**INPUT MATERIAL:**
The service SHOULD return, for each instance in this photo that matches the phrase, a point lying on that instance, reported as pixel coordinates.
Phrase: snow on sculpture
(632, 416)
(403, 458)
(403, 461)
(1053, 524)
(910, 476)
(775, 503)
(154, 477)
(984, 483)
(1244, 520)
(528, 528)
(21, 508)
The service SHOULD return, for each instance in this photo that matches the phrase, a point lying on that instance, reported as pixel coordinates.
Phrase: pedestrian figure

**OBJECTIVE:** Please rewrite every line of the data above in full, multiplying each x and y pixel coordinate by 2.1 and rounding the results to whole numbers, with halves rounded up.

**SOLUTION TO THE PROBLEM:**
The service SHOULD return, for each instance in this photo that matches the phrase, a point lying on that instance, reported as pixel coordinates.
Phrase: snow on sculpture
(1327, 874)
(846, 962)
(846, 968)
(2211, 1100)
(1911, 1000)
(1628, 1056)
(323, 1002)
(2066, 1014)
(2612, 1092)
(1109, 1109)
(44, 1067)
The service SHOULD return, for each instance in this photo that matches the phrase, a point lying on that instance, reported as pixel coordinates.
Phrase: pedestrian figure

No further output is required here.